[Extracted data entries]
<<<<
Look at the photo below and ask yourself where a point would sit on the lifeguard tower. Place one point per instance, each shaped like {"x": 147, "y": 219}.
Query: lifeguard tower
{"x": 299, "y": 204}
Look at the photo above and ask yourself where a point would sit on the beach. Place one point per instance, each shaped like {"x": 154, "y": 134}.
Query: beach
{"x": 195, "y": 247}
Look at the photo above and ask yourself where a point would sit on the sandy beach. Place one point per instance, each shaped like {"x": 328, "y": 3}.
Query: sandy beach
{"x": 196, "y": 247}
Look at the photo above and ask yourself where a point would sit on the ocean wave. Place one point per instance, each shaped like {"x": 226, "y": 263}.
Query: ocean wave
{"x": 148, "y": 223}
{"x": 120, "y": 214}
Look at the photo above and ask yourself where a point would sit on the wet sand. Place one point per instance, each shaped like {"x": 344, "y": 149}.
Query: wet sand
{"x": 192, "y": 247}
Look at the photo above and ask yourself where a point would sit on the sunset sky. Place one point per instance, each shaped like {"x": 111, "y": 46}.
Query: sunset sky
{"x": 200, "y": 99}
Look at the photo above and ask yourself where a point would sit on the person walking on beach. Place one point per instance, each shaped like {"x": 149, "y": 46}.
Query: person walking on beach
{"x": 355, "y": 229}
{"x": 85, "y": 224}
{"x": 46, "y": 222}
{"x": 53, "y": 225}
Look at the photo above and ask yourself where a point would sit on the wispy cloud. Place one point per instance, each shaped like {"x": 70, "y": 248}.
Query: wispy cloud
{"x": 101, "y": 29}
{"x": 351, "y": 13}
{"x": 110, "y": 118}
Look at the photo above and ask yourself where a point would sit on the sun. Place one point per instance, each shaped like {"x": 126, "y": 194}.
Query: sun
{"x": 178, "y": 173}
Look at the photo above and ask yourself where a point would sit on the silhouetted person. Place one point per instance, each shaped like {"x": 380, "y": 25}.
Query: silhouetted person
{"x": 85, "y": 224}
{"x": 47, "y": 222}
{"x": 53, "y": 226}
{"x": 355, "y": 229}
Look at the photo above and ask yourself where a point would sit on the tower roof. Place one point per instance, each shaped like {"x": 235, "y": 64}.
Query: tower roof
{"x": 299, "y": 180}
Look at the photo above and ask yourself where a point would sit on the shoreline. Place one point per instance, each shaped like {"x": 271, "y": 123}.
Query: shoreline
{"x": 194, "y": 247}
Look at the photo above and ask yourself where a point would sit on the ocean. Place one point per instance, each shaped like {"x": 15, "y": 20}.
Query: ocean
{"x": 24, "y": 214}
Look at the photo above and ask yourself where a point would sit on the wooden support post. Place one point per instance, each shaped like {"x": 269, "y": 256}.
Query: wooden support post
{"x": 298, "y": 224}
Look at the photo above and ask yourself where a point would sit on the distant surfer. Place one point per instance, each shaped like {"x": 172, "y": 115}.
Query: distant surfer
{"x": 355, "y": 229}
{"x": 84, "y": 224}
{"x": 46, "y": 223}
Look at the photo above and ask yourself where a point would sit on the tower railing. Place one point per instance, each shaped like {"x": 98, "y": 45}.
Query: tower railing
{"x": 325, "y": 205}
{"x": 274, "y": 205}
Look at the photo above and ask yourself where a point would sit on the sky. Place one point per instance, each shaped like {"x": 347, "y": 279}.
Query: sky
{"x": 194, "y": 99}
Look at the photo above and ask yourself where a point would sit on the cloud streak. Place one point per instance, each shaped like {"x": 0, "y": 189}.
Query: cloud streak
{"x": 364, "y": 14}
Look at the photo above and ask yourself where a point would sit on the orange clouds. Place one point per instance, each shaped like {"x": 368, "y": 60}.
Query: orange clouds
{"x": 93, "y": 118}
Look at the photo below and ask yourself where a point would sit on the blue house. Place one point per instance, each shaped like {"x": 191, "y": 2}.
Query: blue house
>>>>
What you should do:
Rewrite all of the rows above as a numbered list, leaving out any blank lines.

Finished answer:
1. Look at the photo below and ask yourself where a point would sit on the lifeguard tower. Place one point per instance, each shaped like {"x": 147, "y": 219}.
2. Query: lifeguard tower
3. {"x": 299, "y": 204}
4. Look at the photo above and ask yourself where a point would sit on the beach. Place one point per instance, each shaped like {"x": 154, "y": 134}.
5. Query: beach
6. {"x": 195, "y": 247}
7. Look at the photo above and ask yourself where a point would sit on the sandy beach. Place one point per instance, each shaped like {"x": 328, "y": 3}.
8. Query: sandy beach
9. {"x": 196, "y": 247}
10. Look at the photo above and ask yourself where a point would sit on the ocean wave. Place one point per instance, each shaped like {"x": 226, "y": 263}.
11. Query: ocean wave
12. {"x": 148, "y": 223}
13. {"x": 120, "y": 214}
14. Look at the photo above and ask yourself where a point would sit on the wet sand. Place one point per instance, each shaped like {"x": 344, "y": 149}.
15. Query: wet sand
16. {"x": 192, "y": 247}
17. Look at the photo above and ask yourself where a point would sit on the sunset sky. Place one point per instance, each shaped like {"x": 111, "y": 46}.
18. Query: sunset sky
19. {"x": 200, "y": 99}
20. Look at the photo above and ask yourself where a point would sit on the person walking on beach. Place one point per instance, each shaped like {"x": 149, "y": 46}.
21. Query: person walking on beach
22. {"x": 355, "y": 229}
23. {"x": 85, "y": 224}
24. {"x": 46, "y": 222}
25. {"x": 53, "y": 225}
26. Look at the photo above and ask yourself where a point would sit on the wispy cloud. Place one point per instance, each shaped like {"x": 70, "y": 248}.
27. Query: wispy cloud
28. {"x": 101, "y": 29}
29. {"x": 351, "y": 13}
30. {"x": 110, "y": 118}
31. Look at the photo above and ask yourself where a point would sit on the sun. Place one point per instance, each shaped like {"x": 126, "y": 194}.
32. Query: sun
33. {"x": 178, "y": 173}
34. Look at the photo above and ask yourself where a point would sit on the silhouetted person. Place one point per instance, each shaped like {"x": 380, "y": 25}.
35. Query: silhouetted person
36. {"x": 85, "y": 224}
37. {"x": 47, "y": 222}
38. {"x": 53, "y": 226}
39. {"x": 355, "y": 229}
40. Look at the photo above and ask yourself where a point would sit on the tower roof. Place one point per instance, each shaped like {"x": 235, "y": 64}.
41. Query: tower roof
42. {"x": 299, "y": 180}
43. Look at the photo above and ask yourself where a point would sit on the shoreline. Place one point per instance, each shaped like {"x": 271, "y": 123}.
44. Query: shoreline
45. {"x": 194, "y": 247}
46. Look at the photo above and ask yourself where a point would sit on the ocean. Place one point per instance, each shaped like {"x": 15, "y": 20}.
47. Query: ocean
48. {"x": 24, "y": 214}
49. Look at the photo above and ask yourself where a point would sit on the wooden support post. Place one point per instance, each shaped like {"x": 269, "y": 256}.
50. Query: wooden support post
51. {"x": 298, "y": 224}
52. Look at the photo above and ask yourself where a point would sit on the distant surfer. Place one point per instance, each shaped like {"x": 172, "y": 115}.
53. Query: distant surfer
54. {"x": 355, "y": 229}
55. {"x": 84, "y": 224}
56. {"x": 46, "y": 223}
57. Look at the photo above and ask yourself where a point would sit on the tower railing. Place one point per instance, each shaped like {"x": 98, "y": 45}.
58. Query: tower railing
59. {"x": 325, "y": 205}
60. {"x": 274, "y": 205}
61. Look at the photo above and ask yourself where a point would sit on the sky. Place one point per instance, each shaped like {"x": 347, "y": 279}.
62. Query: sky
63. {"x": 194, "y": 99}
64. Look at the photo above and ask yourself where a point would sit on the cloud streak. Place one point per instance, each shaped like {"x": 0, "y": 189}.
65. Query: cloud streak
66. {"x": 364, "y": 14}
67. Look at the photo above and ask yourself where a point would sit on the orange clouds. Place one point per instance, each shaped like {"x": 368, "y": 60}.
68. Query: orange clouds
69. {"x": 93, "y": 118}
70. Look at the photo below and ask yourself where a point would sit on the blue house. Place one point per instance, each shaped like {"x": 191, "y": 2}.
71. Query: blue house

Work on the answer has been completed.